### Data in this exercise
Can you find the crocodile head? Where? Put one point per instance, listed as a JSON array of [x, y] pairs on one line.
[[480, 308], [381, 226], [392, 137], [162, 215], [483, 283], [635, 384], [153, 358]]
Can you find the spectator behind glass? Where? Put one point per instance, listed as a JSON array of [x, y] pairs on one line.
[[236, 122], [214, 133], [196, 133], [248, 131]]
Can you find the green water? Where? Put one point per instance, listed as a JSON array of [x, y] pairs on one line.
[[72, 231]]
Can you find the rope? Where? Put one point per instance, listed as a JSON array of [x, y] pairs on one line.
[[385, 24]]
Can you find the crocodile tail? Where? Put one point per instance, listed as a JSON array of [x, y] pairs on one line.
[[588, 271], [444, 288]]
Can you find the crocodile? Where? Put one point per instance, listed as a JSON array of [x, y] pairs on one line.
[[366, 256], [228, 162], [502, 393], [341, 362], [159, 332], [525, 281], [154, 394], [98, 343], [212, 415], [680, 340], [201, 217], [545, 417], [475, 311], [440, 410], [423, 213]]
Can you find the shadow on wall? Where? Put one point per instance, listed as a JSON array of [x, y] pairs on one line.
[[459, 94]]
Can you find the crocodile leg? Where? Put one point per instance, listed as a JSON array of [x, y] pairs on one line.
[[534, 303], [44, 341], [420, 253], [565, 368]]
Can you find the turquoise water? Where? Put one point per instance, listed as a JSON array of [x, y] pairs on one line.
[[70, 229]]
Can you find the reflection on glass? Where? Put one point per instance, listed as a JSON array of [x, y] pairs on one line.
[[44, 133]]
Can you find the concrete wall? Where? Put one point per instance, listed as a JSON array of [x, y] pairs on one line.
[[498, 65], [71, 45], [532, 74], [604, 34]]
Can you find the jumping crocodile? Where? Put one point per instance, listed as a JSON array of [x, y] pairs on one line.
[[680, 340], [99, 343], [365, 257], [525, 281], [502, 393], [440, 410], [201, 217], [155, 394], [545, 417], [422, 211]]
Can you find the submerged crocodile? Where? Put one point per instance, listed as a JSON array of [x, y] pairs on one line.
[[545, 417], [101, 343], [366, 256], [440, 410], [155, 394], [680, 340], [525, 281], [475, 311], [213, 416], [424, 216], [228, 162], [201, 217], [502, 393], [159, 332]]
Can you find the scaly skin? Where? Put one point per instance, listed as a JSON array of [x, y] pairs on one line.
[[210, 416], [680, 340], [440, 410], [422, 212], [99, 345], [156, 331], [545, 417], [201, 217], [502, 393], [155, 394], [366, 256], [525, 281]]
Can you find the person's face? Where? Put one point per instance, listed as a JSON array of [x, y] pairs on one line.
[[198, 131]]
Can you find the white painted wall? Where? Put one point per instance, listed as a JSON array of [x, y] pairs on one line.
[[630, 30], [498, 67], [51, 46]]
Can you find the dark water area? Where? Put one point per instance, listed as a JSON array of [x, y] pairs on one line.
==
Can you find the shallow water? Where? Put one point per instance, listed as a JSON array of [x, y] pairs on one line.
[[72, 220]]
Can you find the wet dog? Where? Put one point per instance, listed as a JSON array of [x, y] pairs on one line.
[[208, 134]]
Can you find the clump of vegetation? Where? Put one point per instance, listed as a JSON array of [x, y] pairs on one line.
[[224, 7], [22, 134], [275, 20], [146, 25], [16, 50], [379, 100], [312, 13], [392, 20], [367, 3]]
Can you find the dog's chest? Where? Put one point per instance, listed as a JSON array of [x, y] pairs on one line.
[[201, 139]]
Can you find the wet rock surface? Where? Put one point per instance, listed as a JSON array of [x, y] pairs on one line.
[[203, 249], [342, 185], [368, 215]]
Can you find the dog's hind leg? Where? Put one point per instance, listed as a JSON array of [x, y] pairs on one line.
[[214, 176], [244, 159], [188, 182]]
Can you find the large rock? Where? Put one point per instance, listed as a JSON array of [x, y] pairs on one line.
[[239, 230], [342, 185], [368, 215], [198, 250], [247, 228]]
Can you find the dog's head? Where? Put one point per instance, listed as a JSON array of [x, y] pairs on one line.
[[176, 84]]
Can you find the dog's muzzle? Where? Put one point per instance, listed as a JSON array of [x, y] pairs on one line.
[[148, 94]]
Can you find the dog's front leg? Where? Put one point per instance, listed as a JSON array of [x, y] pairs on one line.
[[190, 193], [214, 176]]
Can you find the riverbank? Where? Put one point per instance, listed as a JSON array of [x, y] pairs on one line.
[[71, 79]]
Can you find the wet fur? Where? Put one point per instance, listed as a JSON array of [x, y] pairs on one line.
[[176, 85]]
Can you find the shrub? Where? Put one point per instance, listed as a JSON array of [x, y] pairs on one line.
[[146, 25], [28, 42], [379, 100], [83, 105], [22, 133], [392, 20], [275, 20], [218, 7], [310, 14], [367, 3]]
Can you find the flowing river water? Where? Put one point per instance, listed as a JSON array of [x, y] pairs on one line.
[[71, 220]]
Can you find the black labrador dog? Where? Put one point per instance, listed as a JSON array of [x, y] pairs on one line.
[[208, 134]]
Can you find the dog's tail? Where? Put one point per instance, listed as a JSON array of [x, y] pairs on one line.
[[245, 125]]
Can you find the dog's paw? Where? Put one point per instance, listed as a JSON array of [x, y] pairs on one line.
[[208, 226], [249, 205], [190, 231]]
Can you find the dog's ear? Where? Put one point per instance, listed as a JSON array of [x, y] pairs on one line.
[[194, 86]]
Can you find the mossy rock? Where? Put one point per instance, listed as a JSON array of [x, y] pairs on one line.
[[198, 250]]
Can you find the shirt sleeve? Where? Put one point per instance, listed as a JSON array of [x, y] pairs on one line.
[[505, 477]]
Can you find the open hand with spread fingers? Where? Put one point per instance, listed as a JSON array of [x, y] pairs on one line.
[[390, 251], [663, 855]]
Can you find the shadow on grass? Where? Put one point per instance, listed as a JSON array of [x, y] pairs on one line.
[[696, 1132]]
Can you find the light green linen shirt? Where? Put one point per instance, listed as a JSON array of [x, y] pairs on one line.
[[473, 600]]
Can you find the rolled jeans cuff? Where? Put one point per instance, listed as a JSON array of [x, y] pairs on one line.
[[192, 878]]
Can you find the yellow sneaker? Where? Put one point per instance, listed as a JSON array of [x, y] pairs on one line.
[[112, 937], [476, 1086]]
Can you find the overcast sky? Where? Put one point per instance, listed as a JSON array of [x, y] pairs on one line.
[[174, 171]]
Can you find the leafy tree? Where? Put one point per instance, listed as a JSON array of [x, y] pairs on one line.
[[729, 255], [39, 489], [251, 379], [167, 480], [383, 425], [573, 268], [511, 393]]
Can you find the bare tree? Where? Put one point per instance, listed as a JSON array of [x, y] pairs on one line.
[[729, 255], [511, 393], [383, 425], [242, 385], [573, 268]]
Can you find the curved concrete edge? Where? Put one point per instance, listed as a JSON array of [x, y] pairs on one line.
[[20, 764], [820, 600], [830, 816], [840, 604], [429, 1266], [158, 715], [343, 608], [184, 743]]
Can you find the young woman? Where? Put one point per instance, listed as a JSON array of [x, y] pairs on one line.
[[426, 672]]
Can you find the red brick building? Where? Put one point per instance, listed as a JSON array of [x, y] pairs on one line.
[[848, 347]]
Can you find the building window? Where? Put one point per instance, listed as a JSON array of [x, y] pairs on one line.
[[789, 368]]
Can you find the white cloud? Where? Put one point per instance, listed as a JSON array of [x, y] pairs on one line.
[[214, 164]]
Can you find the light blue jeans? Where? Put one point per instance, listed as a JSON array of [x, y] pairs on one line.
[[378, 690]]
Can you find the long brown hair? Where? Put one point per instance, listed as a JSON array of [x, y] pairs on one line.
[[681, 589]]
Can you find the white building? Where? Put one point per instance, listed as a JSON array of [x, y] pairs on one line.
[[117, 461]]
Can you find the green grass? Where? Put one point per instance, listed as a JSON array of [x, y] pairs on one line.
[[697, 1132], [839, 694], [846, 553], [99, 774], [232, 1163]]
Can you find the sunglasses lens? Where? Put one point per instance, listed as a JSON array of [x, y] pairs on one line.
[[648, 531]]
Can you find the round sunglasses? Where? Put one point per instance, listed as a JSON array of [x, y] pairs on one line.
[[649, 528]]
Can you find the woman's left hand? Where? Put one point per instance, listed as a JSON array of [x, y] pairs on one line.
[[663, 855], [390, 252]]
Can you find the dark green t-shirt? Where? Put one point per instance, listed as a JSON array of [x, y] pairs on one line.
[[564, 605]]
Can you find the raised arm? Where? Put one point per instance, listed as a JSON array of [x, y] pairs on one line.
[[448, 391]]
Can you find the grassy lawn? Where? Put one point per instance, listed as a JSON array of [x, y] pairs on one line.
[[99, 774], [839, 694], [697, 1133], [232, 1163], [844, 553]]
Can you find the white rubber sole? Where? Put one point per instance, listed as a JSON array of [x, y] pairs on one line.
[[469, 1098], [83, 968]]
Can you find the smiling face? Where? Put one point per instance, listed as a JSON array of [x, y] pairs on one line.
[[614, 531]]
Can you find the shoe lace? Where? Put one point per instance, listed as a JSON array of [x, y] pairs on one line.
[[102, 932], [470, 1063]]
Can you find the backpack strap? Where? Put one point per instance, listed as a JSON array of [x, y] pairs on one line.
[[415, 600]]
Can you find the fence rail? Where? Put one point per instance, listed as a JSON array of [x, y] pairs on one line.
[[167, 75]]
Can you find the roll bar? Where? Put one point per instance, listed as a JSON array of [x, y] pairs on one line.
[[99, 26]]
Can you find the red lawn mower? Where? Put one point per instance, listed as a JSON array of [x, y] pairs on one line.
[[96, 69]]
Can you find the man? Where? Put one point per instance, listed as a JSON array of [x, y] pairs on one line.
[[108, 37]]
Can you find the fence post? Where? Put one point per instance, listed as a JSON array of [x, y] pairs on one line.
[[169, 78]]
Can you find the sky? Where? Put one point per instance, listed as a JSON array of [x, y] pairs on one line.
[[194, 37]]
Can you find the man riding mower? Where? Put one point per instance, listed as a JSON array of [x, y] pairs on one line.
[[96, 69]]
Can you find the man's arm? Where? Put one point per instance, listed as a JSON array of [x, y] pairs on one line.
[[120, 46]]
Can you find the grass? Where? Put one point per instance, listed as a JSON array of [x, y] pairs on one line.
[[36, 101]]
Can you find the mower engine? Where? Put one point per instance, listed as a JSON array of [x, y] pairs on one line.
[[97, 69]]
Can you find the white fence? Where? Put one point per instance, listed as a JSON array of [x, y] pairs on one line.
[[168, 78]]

### Task objective
Can you output the lines from the one containing "Can you find the dark green" through the one containing "[[108, 37]]", both included, as a Markdown table with columns No. and Line, numbering the rows and leaving out blank lines?

### Response to this exercise
| No. | Line |
|---|---|
| 1 | Can you find the dark green t-shirt? Where? Put one point per instance, listed as a JSON array of [x, y] pairs on one line. |
| 2 | [[564, 605]] |
| 3 | Can you find the raised arm? Where? Put one point per instance, listed as a JSON array of [x, y] pairs on one line. |
| 4 | [[448, 391]] |
| 5 | Can you find the grassy lawn? Where? Put one point per instance, listed as a JSON array of [x, y] pairs on one line. |
| 6 | [[99, 774], [839, 694], [697, 1133], [232, 1163], [844, 553]] |
| 7 | Can you find the white rubber sole? Where? Put one point per instance, listed as a JSON array of [x, y] pairs on one line. |
| 8 | [[469, 1098], [83, 968]] |
| 9 | Can you find the smiling face? Where? Put one point per instance, listed as a JSON array of [x, y] pairs on one line. |
| 10 | [[614, 531]] |
| 11 | Can you find the shoe lace? Where? Put one point per instance, listed as a JSON array of [x, y] pairs on one line. |
| 12 | [[102, 932], [470, 1063]] |
| 13 | Can you find the backpack strap? Where? Put one point per instance, listed as a JSON array of [x, y] pairs on one line. |
| 14 | [[415, 600]] |
| 15 | Can you find the fence rail? Where? Put one point per instance, listed as a JSON array of [x, y] pairs on one line. |
| 16 | [[167, 75]] |
| 17 | Can you find the roll bar? Where? Put one point per instance, listed as a JSON array of [x, y] pairs on one line. |
| 18 | [[99, 26]] |
| 19 | Can you find the red lawn mower? Where? Put one point per instance, listed as a JSON array of [x, y] pairs on one line. |
| 20 | [[96, 69]] |
| 21 | Can you find the man? Where? Put one point per instance, listed as a JSON array of [x, y] pairs on one line. |
| 22 | [[108, 37]] |